══ SUPPLIED ENTRIES

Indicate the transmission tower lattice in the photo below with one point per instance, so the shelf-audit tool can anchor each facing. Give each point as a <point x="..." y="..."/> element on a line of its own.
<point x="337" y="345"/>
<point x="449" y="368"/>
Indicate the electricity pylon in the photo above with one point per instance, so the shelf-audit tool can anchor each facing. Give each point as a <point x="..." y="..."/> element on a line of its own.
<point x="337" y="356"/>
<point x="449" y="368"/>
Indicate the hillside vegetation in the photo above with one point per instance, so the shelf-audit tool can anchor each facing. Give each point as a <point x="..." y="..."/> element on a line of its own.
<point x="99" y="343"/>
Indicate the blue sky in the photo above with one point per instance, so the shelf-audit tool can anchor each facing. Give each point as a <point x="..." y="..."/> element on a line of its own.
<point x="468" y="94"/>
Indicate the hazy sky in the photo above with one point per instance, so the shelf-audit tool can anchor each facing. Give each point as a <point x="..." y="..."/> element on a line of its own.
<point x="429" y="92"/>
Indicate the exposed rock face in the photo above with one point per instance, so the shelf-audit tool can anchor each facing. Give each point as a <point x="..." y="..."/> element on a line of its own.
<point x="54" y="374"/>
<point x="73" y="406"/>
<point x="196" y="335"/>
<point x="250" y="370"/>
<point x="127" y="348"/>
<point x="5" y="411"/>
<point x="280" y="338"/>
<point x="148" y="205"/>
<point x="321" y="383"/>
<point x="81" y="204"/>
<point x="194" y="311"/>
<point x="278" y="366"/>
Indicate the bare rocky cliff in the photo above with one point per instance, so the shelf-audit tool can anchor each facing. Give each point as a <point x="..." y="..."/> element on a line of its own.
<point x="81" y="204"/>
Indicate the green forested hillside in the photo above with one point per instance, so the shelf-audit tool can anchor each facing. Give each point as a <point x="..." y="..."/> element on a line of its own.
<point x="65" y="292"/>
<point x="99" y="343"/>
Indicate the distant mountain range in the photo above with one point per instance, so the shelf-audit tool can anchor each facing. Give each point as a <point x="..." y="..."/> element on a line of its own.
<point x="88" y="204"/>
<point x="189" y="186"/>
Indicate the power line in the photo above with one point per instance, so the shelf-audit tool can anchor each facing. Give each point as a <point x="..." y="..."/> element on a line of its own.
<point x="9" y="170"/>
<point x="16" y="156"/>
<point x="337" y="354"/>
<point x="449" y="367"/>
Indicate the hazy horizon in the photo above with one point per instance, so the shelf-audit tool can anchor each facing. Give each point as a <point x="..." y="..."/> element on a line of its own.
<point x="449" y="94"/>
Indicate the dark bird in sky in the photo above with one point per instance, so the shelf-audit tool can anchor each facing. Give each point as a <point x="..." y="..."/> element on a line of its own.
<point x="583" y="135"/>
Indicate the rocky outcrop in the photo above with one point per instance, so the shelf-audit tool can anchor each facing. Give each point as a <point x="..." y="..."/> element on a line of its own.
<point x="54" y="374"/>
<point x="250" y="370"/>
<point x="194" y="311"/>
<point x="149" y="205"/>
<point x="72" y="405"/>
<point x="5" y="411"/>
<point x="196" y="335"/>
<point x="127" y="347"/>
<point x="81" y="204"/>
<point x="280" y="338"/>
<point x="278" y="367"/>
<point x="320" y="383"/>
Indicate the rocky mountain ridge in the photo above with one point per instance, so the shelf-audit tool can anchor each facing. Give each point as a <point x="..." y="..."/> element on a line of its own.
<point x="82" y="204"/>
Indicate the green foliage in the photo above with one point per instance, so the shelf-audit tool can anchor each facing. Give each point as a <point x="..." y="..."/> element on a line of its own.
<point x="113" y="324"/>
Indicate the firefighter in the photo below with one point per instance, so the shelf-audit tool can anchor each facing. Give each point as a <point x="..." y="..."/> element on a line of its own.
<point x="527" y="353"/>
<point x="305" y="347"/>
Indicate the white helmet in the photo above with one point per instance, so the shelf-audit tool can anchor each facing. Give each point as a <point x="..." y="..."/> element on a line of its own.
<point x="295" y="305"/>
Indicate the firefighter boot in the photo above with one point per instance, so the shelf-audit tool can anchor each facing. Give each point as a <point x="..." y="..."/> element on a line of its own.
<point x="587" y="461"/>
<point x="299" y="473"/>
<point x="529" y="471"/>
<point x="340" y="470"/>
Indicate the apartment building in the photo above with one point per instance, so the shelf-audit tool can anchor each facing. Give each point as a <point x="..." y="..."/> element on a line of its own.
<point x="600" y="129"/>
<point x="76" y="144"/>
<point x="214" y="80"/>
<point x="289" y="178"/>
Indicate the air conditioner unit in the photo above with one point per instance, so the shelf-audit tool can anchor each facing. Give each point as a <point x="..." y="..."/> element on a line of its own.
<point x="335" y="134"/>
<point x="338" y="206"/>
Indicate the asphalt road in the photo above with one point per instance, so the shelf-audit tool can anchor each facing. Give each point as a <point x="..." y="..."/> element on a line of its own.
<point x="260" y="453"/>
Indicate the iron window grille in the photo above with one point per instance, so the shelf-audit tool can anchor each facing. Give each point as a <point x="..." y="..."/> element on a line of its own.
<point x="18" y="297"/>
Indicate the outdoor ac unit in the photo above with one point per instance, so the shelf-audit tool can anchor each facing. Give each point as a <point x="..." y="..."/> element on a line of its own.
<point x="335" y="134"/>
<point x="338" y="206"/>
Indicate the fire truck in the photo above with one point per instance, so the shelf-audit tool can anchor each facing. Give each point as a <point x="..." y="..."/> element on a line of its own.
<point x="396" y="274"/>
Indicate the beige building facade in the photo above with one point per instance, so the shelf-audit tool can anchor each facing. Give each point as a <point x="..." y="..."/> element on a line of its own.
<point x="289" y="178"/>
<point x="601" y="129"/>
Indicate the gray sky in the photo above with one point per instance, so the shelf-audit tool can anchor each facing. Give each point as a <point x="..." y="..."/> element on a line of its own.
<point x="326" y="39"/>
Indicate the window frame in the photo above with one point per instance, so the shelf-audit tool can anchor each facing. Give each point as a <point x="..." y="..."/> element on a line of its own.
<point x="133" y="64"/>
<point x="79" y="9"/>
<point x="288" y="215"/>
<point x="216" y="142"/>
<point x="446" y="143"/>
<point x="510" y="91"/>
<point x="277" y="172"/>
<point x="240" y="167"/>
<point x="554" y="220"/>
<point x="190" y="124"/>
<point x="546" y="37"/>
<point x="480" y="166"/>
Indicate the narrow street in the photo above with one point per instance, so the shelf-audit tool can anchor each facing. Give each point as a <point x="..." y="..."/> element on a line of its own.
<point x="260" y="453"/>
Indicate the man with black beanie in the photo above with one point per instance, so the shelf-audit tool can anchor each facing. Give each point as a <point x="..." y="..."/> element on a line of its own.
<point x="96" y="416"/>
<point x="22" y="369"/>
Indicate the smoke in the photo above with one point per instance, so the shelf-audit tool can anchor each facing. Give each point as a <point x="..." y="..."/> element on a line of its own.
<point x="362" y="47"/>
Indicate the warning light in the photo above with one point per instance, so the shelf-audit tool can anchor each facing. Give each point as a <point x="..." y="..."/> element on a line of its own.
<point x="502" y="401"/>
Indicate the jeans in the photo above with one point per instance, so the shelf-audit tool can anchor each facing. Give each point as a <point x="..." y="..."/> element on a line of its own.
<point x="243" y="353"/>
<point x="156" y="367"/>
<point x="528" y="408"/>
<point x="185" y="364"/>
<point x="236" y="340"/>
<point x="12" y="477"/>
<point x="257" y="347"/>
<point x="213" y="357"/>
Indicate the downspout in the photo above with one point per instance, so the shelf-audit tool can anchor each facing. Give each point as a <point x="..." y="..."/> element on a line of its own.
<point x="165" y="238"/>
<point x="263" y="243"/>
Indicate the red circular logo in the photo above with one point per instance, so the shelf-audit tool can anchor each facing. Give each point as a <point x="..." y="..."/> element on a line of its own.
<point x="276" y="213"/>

════
══ SUPPLIED ENTRIES

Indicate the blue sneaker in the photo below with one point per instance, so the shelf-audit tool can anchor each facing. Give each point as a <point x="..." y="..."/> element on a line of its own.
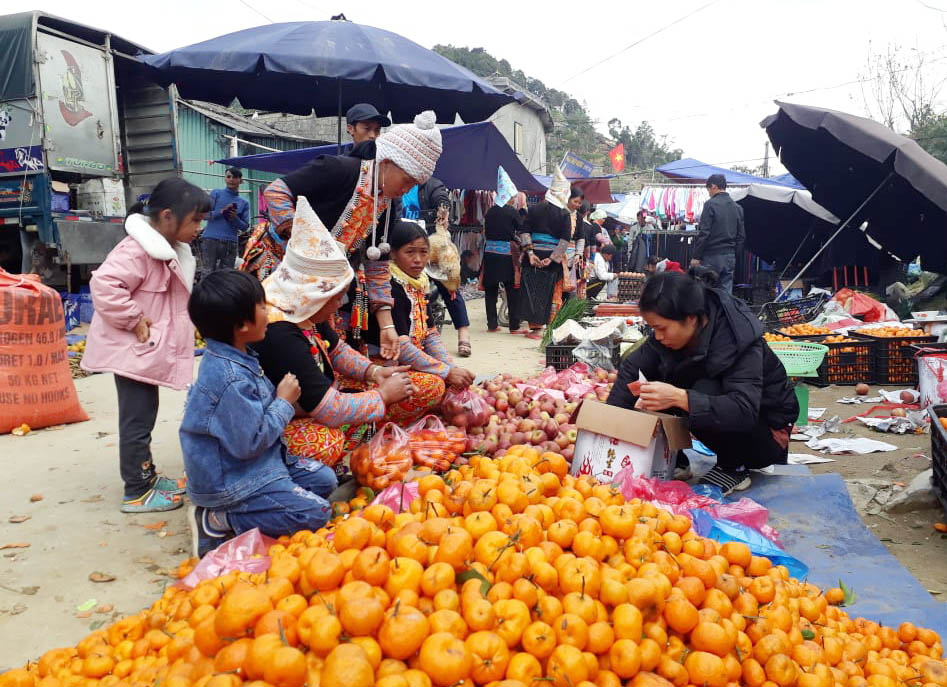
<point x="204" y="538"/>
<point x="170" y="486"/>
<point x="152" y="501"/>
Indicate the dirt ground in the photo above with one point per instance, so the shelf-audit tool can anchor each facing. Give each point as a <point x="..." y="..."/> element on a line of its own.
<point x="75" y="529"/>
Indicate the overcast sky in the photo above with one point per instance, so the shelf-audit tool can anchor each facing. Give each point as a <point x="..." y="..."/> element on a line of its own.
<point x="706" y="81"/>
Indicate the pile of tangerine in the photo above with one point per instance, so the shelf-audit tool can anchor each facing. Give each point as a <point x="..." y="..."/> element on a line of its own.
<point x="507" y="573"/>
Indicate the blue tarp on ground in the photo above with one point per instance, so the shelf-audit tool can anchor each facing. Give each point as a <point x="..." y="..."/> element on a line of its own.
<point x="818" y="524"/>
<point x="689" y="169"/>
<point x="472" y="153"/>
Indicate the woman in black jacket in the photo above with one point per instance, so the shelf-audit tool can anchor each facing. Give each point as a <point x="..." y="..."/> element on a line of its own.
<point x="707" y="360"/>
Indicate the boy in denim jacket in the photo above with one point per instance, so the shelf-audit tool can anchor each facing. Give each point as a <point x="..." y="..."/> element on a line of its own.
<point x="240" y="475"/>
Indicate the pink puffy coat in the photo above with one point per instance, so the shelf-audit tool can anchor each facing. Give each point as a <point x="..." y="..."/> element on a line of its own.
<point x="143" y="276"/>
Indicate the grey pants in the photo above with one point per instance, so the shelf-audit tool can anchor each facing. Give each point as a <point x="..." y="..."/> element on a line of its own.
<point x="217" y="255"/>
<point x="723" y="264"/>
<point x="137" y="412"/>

════
══ SUPPLIED ENTRIES

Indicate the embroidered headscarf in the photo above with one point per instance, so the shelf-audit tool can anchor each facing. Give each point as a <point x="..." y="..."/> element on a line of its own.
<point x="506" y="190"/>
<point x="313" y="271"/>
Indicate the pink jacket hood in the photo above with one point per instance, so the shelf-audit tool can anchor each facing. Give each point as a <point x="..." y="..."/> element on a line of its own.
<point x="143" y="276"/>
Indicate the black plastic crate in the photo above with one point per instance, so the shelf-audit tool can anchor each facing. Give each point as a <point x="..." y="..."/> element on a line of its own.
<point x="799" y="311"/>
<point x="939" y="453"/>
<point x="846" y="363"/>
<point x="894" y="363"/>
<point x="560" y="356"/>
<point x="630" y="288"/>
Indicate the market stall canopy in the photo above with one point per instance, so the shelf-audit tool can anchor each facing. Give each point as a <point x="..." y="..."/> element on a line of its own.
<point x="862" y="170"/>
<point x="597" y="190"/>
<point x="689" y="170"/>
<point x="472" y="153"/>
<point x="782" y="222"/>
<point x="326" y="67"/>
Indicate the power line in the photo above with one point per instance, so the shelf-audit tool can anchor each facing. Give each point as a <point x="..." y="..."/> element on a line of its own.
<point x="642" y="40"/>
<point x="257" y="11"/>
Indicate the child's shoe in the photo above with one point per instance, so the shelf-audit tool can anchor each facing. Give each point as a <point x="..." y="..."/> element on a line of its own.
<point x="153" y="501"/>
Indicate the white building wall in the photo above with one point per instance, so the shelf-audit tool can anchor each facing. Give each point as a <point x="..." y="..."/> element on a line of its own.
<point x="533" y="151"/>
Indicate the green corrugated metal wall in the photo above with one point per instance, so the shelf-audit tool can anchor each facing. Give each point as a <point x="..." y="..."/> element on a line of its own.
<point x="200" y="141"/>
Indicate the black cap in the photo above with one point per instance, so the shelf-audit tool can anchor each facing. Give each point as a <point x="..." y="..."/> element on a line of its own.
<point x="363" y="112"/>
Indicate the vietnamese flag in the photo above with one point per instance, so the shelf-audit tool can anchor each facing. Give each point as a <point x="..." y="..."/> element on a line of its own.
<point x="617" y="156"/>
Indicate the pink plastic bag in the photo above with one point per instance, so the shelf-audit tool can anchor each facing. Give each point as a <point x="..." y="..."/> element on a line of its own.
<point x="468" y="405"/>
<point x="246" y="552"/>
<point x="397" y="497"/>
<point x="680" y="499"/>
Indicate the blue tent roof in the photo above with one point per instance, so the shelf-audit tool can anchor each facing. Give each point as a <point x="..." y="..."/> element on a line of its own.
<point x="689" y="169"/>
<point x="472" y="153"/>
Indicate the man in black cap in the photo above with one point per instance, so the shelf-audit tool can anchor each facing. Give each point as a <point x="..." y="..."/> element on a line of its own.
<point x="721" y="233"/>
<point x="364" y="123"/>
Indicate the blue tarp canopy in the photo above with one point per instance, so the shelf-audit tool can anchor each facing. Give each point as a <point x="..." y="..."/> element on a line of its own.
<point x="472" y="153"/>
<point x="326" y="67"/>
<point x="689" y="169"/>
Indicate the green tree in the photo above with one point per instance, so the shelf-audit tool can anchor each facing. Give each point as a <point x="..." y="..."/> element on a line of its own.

════

● EXERCISE:
Which lines in the records above contain the word "outdoor"? Extract every one of them in full, counting a match only when the case is the same.

● ANSWER BELOW:
Indicate the outdoor ac unit in the photo above with one point per instance, so the shelf-audit tool can anchor each facing. Give each point as a <point x="..." y="..."/> element on a line of its own.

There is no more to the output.